● Page text
*-*-*

Aug. 3rd, 2014

ljwrites: Black-and-white portrait of Jane Austen (Jane Austen)
I spent July writing the first draft of my Soseono novel via the Camp NaNo challenge. The default challenge is 50,000 words; I met that in the first week, spent four days in torpor hating what I'd written, found a new direction for the story, upped the goal to 100,000 words and met that, too. I ended up with 104,329 words, of which maybe half are salvageable after heavy editing and filling in all the gaps that remain. Let's just say it's more gap than otherwise at this point.

August will be spent on fanfic, to give myself a break from the orig project, plus research on the novel. I never expected that I'd need to concern myself with the Chinese colonies on the Korean peninsula, but that's where the draft took me. Luckily there are some great books on the subject, including the first volume of a full-color illustrated series on the military history of Korea. Squee!
ljwrites: Black-and-white portrait of Jane Austen (Jane Austen)
No Plot? No Problem! was recommended on [community profile] write_away's writing advice book rec thread. It's by National Novel-Writing Month founder Chris Baty, and purports to be a road map to the process of writing a 50,000-word draft of a novel in one calendar month.

The book did at least one thing right for me as a reader: It got me excited about the idea of drafting a novel in a month and I decided to dive in with my own long-dreamed-of novel. I also decided to put off the review of the book until after I had tried the challenge so that I would have a handle on the subject matter. That chance came when I entered the July Novel Writing Month and Camp NaNoWriMo challenges. The following is my recounting of my NaNo experience along with the review of No Plot? No Problem! week-by-week, following the organization of the book.

*-*-*

● Data lines
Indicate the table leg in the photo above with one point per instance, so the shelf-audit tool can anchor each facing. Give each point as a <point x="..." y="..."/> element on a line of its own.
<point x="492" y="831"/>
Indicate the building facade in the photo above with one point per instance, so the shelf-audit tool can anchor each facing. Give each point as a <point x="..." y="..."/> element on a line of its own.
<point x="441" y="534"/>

*-*-*

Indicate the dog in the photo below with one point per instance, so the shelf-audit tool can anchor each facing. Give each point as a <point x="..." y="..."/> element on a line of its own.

*-*-*

● Work instructions
**1.** According to the blog post, how many words did the writer's July draft reach in the end?
**2.** Translate this sentence from the blog post into Spanish: "Luckily there are some great books on the subject, including the first volume of a full-color illustrated series on the military history of Korea."
**3.** Summarize the blog post in two sentences.

● Written answers
**1.** 104,329 words.

**2.** Por suerte, hay algunos libros excelentes sobre el tema, entre ellos el primer volumen de una serie ilustrada a todo color sobre la historia militar de Corea.

**3.** During July the writer drafted a Soseono novel through the Camp NaNo challenge, raising the goal from 50,000 to 100,000 words and finishing with 104,329, of which maybe half is salvageable after heavy editing. August is set aside for fanfic and research on the novel, and the post also opens a week-by-week review of Chris Baty's No Plot? No Problem!, a book that got the writer excited enough to take on the July challenges.